DO THIS: Quote verbatim the part of the rows below that opens with the line containing "point: woman's other" and closes with the final row, including both ends. Reproduce only those lines.

============================================================

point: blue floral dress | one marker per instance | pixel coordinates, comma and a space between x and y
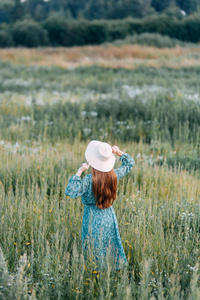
99, 226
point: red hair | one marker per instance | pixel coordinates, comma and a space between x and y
104, 186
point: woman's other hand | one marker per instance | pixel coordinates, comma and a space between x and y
117, 151
83, 168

============================================================

COMPLETE ANSWER:
point: woman's other hand | one marker per instance | pixel coordinates, comma and a space between x and y
117, 151
83, 168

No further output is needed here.